[DOCUMENT TEXT]:
═══

The Mental Load of Women in Science

"We need more women in STEM!" They cry, as they uphold a system that forces women to work harder and longer with less support.

THAT'S GOOD SCIENCE

Dr. Caitlyn Tivy

9/1/20256 min read

woman in black blazer sitting on chair
woman in black blazer sitting on chair

Every year around this time, I catch myself saying the same thing: "I really need a break." And every year, I don't take one.

This isn't just a personal failing. It's the mental load of being a woman in science—of being in a profession that historically excluded us, only to expect us now to overperform as the price of admission.

I had a conversation recently with my co-host that left us both feeling like we needed to name something we've been dancing around. So here we are, talking about the structural and cultural forces that make it so damn hard for women in science, medicine, and academia to rest, recharge, and ask for the support we need…and what it means when we keep going anyway.

The Unpaid Labor of Overachieving

There's this particular kind of exhaustion that comes with being a woman in a field that wasn't built with you in mind. We’re not just doing our jobs: we’re constantly proving we deserve to be here. The internalized pressure to be three steps ahead, overprepared, and unshakably competent never lets up. Just me?

We both noticed how common it is for women (ourselves included!) to feel like taking time off is somehow a sign of “laziness” or lack of ambition. It's more than guilt: it's this deeply rooted sense that if you're not doing it, no one else will.

For those of us who are self-driven, self-funded, or self-employed, that fear isn't always irrational. This is how I’ve ended up hacking my own brain. In order to stop and reflect on my own business, I have to book an Airbnb in a different town to physically remove myself from my normal work space. If I don't pay for a pause, I won't take one.

═══

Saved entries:
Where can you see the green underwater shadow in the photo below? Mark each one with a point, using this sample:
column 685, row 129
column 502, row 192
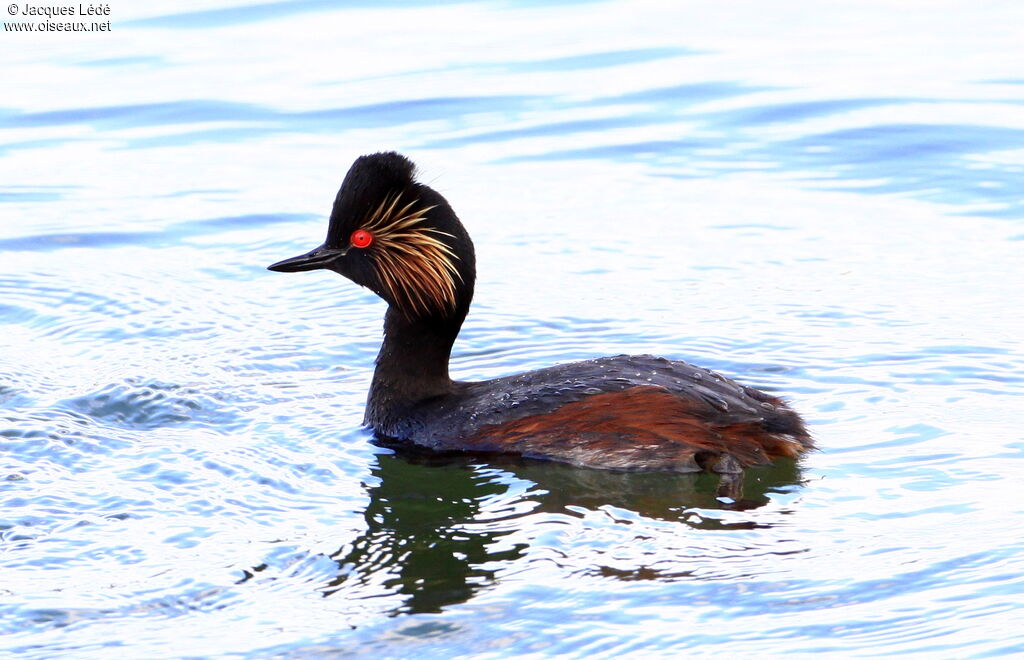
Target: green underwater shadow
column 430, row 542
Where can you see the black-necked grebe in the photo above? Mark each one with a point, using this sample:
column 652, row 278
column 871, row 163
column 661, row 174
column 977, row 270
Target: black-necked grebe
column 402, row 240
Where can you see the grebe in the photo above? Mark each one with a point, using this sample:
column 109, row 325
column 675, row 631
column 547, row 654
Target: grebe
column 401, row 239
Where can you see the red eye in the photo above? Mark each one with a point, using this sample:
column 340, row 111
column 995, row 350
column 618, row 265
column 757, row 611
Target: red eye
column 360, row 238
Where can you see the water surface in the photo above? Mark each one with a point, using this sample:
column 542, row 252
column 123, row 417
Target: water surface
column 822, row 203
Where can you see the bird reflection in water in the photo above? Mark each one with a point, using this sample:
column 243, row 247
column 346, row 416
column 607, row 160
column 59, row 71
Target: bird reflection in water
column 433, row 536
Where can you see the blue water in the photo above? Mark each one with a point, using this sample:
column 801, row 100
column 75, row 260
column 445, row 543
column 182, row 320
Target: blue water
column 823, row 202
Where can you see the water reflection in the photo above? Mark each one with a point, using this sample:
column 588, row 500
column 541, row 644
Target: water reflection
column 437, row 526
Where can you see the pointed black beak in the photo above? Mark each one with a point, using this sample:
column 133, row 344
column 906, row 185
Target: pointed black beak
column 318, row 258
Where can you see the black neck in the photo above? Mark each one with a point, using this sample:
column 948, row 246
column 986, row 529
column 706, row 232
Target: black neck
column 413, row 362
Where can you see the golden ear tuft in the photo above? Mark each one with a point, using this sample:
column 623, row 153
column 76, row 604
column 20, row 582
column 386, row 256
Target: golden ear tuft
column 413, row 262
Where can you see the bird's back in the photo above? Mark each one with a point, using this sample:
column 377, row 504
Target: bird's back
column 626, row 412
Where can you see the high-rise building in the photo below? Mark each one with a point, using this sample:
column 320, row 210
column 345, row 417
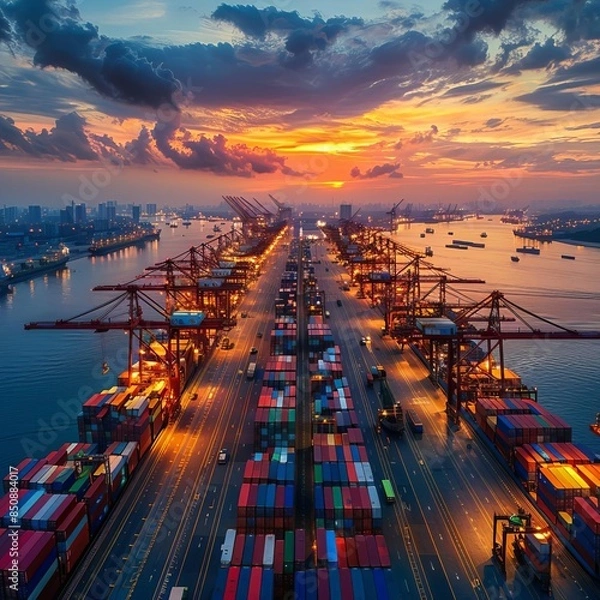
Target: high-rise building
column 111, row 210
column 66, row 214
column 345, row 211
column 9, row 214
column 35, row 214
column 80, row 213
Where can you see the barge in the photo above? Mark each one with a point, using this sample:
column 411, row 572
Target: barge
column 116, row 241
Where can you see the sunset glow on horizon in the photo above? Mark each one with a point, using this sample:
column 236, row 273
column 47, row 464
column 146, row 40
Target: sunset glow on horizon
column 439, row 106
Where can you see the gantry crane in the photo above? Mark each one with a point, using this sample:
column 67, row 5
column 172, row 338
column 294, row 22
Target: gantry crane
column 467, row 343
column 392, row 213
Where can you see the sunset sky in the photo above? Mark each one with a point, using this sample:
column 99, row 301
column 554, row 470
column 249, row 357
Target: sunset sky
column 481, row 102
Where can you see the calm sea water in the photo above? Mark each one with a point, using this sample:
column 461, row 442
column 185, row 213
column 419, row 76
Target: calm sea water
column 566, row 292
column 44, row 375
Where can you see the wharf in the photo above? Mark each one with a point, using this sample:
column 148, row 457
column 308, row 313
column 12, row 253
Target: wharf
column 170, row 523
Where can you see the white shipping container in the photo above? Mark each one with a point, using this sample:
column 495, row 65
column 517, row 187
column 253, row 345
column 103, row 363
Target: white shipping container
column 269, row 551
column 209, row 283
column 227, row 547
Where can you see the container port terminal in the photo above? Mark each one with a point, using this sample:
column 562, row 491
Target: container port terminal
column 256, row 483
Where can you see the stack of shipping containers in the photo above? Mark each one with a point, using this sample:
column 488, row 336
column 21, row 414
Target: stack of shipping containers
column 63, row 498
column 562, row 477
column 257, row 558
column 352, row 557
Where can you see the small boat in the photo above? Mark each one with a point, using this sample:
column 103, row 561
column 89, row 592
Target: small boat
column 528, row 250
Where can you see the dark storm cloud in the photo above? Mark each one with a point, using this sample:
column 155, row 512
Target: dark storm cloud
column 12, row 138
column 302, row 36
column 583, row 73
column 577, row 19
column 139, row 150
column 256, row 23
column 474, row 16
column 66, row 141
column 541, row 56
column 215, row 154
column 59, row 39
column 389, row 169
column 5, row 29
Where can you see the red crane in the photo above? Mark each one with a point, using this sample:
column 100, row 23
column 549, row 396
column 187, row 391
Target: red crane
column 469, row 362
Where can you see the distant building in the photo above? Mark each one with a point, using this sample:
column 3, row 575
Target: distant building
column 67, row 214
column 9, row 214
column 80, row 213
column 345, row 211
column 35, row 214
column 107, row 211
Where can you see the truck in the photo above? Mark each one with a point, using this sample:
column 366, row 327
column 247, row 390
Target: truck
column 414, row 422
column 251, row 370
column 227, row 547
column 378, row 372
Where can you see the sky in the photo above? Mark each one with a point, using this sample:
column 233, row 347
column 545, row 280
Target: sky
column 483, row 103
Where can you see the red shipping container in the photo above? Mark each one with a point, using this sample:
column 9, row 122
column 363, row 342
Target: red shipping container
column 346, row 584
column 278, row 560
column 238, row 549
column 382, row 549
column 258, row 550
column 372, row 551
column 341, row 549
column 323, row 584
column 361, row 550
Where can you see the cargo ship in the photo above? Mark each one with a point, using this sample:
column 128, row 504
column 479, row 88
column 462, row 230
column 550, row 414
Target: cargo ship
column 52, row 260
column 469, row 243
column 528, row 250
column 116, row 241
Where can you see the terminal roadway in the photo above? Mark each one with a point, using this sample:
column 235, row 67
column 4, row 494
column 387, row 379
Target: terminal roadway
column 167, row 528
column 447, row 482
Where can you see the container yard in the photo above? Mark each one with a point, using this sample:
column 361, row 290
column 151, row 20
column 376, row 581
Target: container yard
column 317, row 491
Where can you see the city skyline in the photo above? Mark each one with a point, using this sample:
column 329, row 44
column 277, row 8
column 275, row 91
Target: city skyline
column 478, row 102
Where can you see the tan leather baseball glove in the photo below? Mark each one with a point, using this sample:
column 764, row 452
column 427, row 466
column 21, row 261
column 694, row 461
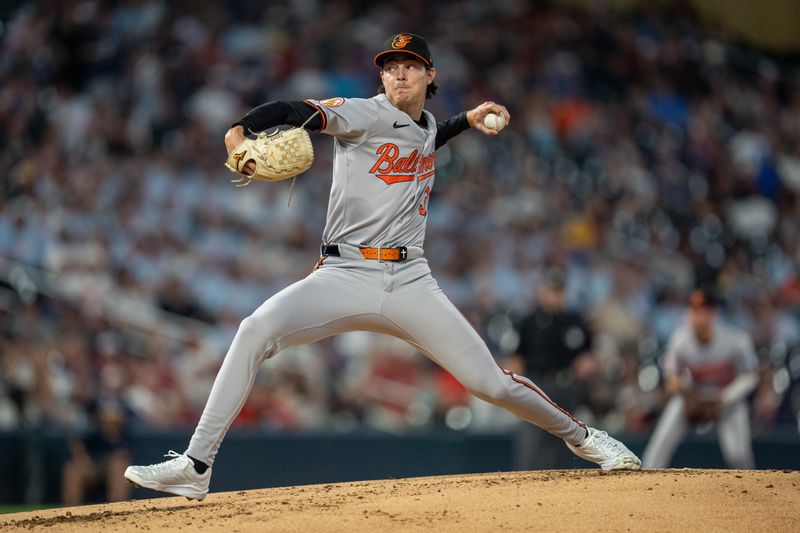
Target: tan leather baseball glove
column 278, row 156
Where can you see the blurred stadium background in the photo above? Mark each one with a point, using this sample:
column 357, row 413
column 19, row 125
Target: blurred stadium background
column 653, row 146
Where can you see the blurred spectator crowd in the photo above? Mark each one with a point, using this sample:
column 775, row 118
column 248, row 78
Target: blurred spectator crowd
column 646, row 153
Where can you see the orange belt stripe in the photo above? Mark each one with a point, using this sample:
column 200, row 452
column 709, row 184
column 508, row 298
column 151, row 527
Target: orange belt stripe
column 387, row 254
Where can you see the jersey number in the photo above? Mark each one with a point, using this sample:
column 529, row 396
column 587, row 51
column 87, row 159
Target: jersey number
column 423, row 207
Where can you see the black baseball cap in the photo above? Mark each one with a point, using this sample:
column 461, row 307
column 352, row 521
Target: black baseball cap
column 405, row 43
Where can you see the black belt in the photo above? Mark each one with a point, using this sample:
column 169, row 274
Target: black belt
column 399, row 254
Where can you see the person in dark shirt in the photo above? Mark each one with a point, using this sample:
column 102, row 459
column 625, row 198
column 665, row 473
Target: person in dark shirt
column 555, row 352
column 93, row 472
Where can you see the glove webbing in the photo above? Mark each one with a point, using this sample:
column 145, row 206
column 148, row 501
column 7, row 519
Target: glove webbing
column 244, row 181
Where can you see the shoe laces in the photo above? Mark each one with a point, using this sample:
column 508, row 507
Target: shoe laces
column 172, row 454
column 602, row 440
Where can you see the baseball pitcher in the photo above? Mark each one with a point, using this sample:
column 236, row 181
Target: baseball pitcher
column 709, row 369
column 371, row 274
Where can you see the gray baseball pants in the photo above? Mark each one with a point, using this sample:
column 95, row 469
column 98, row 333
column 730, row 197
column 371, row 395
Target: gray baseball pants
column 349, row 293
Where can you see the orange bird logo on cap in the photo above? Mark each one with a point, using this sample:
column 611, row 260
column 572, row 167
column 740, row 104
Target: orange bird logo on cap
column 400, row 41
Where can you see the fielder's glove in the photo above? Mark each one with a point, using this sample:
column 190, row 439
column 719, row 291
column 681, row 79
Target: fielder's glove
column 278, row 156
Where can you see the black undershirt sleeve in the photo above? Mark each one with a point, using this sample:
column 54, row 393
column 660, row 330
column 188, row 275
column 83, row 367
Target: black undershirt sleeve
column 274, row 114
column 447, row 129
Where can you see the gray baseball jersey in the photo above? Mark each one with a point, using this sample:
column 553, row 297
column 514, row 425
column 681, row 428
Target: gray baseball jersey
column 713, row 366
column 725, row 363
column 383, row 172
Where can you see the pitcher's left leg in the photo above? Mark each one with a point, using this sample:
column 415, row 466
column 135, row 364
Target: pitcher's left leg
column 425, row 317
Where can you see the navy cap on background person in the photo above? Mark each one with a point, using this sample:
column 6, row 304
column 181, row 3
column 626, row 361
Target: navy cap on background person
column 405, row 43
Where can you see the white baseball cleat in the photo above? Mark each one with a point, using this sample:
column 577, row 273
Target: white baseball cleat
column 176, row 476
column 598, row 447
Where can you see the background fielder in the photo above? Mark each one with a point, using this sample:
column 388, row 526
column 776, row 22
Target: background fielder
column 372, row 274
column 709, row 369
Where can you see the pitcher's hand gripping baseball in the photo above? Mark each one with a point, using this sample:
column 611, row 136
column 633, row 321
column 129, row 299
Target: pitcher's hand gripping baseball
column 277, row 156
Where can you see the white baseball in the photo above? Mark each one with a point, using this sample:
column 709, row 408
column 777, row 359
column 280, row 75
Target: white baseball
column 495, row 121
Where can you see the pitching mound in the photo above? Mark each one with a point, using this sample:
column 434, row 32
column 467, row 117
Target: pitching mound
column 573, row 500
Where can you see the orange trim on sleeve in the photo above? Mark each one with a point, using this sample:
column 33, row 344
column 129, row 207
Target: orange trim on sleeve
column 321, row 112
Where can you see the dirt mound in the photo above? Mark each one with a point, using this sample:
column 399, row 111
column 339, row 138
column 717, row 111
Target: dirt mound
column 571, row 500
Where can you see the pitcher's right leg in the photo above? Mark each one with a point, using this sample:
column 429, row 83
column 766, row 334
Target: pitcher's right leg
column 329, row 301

═══

[WHAT TO DO]:
(a) From the article on the mental load of women in science, extract the passage from "The Unpaid Labor" to "up. Just me?".
(b) In the article on the mental load of women in science, what does the author book to get away from the normal work space and reflect on the business?

[TASK-BY-TASK RESULTS]:
(a)
The Unpaid Labor of Overachieving

There's this particular kind of exhaustion that comes with being a woman in a field that wasn't built with you in mind. We’re not just doing our jobs: we’re constantly proving we deserve to be here. The internalized pressure to be three steps ahead, overprepared, and unshakably competent never lets up. Just me?

(b) An Airbnb in a different town.